-
Ceylan Çalışkan
CEYLAN ÇALIŞKAN
http://img269.imageshack.us/img269/5476/10717.jpg
Mehmed Çalışkan, oğlu Ceylân'la birlikte Üstada nasıl gittiğini şöyle anlatmaktadır:
"Bir gün Ceylân'la beraber Üstadı ziyarete gitmiştim. Üstad:
"Oğlun mu?'
"Evet.'
"Fırsat düşmüşken çocuğun mektep işini danışayım dedim:
"Efendim, çocuk çalışkan ve zeki, onu yüksek mekteplere vermek istiyorum, ne buyurursunuz?"
"İyi! Zeki ve çalışkan olduğu için evvelâ benden iman dersi alsın, sonra yüksek mektebe devam etsin' diye buyurdu.
"Böyle bir cevap beklememekle beraber, hemen razı oldum. Zaten Üstadın her emrini yerine getirmeye çalışırdık. Ev işlerimizi olduğu gibi, hususî meselelerimizi dahi hep kendisine danışırdık.
"Ceylân'a verdiği ilk ders: Sıdk!
"Buyurdu ki:
"Daima doğru olacaksın. Hiç yalan söylemeyeceksin. Sana bir milyon lira verirler, sen bana ihanet edebilirsin, fakat ismin ebediyyen kötü anılır.'
"Ceylân'ın vazifesi, Üstadın söyleyip kendisinin yazdığı mektupları, sonra eve gelerek daktilo etmektir.
"Üstad, 'Bu usûl zor' demişti. 'Sana on beş günde İslâm yazısını öğreteceğim.' Ve hakikaten öğretti. Nasıl öğretti, hangi usûlü takip etti, bilmiyorum.

#### [Görev Ayrıntıları]
Ceylan Çalışkan'ın Üstad'dan ders almasını anlatan yazıyı kaldığı yerden sürdürün. Aşağıdaki satırlar bu işte hiç kullanılmıyor.

#### [Verilen Bilgiler]
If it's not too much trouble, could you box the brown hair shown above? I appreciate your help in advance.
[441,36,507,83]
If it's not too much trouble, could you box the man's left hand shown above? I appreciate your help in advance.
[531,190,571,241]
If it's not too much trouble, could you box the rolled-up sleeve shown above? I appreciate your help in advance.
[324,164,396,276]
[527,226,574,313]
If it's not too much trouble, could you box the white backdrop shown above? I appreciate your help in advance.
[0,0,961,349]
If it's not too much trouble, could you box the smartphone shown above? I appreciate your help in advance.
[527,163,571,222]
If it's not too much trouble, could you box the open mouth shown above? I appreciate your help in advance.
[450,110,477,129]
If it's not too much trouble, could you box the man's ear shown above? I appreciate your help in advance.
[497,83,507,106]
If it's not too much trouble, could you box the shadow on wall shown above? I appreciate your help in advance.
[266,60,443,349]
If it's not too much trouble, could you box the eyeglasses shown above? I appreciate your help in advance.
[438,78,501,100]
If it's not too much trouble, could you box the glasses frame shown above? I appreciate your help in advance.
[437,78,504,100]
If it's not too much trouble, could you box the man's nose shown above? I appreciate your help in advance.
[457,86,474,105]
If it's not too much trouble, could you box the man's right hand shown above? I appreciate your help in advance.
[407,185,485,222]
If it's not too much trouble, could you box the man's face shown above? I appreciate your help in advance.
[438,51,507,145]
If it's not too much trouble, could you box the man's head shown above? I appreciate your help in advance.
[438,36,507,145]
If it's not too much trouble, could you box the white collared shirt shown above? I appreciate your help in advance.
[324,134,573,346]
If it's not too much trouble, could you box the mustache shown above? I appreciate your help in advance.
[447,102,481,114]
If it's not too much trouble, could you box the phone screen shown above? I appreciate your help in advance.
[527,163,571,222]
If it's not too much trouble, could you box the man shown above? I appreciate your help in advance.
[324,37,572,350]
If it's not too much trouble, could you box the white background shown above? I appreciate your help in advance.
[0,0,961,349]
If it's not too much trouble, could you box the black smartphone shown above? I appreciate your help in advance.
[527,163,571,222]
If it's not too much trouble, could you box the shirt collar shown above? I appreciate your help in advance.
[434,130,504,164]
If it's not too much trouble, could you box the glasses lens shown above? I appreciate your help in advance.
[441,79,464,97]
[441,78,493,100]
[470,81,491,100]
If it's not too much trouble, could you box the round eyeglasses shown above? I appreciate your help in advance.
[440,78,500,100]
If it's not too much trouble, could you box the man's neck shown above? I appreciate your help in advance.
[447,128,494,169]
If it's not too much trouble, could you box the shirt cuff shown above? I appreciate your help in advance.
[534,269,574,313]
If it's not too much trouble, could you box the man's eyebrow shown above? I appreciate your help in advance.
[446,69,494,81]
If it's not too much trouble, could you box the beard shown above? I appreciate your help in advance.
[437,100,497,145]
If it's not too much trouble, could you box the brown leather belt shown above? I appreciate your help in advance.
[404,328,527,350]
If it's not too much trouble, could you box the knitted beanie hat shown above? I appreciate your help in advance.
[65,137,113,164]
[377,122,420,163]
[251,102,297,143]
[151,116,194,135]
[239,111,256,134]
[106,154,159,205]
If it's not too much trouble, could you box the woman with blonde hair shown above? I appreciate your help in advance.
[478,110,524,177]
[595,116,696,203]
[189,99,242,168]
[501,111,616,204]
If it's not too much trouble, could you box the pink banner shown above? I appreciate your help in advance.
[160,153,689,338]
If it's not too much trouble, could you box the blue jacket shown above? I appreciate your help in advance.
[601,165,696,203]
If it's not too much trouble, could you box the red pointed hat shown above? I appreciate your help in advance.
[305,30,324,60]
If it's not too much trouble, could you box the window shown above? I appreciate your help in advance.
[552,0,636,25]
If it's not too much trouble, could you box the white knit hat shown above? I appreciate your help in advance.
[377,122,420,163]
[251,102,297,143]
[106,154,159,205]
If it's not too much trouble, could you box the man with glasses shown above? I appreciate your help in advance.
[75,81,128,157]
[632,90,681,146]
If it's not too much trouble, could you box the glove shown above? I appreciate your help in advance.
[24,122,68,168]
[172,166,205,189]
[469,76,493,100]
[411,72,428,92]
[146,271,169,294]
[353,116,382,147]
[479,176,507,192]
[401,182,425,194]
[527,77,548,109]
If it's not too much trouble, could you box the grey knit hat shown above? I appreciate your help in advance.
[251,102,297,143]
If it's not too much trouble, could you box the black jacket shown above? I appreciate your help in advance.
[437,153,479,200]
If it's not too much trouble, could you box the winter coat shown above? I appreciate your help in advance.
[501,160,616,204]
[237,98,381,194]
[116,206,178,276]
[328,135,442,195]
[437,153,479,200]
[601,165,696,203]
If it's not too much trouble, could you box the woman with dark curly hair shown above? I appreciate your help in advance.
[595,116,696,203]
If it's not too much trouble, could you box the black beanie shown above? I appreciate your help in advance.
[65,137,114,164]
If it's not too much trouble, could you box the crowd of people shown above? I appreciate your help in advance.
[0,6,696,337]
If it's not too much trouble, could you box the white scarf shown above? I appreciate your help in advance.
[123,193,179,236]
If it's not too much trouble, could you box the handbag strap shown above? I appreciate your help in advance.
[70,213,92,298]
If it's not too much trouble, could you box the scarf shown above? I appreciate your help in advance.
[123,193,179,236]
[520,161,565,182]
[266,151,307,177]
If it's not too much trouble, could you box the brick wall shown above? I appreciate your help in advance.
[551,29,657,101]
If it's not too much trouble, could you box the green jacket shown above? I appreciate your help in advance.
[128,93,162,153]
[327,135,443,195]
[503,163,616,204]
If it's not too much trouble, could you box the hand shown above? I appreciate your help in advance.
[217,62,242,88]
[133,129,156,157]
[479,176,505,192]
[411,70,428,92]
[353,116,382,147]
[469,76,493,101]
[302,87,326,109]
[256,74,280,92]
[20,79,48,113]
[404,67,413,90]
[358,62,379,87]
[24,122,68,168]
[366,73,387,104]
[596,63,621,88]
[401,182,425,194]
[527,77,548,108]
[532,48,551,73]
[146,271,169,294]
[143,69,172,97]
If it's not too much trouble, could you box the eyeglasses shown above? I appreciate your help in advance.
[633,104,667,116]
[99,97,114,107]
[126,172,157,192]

#### [Alıştırma Sonucu]
"l948 senesinde tevkif edildiğimiz zaman sadece bizim Çalışkan ailesinden altı kişi vardı. Ceylân o zaman l9 yaşlarındaydı. Yani Ceylân genç ve körpe yaşında zindanlara atılmıştı.
"Ceylân'ın askerlik çağı geldiğinde, Üstad onun biraz geç asker olmasını istemişti. Müracaatlarımızı yapamadık ve Ceylân asker oldu.
"Üstadına 'Allaha ısmarladık' diye veda ederken, hakikaten maddi-manevî hastalıklarımızın derin ilmiyle ve derya gibi olan şefkatiyle tedavi eden Nur'ların Müellifi yavruma şu nasihatı vermişti:
'Sen Risale-i Nur'un esaslarını hareketlerinle yaşa!"
"Sonra bir not verdi. Bu notlarda, 'Benim şarktaki dostlarıma ve talebelerime selâm olsun!' diye yazmıştı.
"Ceylân Urfa'ya gidince bunu bir Nakşî şeyhine verince, şeyh kağıdı cebine koymuş. 'Bunu benim için yazmış' demiş.
"Aradan epeyce zaman geçti. Ceylân, usta asker oldu. izin sırası gelince iznini almış, fakat zekâ ve çalışkanlığından dolayı, mükâfat izniyle beraber iki ay! Durumu bana bildirdi, 'Baba, ne yapayım?' diye soruyordu. Tabiî, biz de Üstada sorduk.
"Tamam tamam kardaşım, Ceylân Urfa medresesinde kalsın' diyerek cevap vermişti.
"Biz biraz üzüldük. Aylar sonra çocuğu görecektik, o da olmadı. Tabiî emir Üstadımızındı. Ceylân Urfa medresesinde kalmıştı.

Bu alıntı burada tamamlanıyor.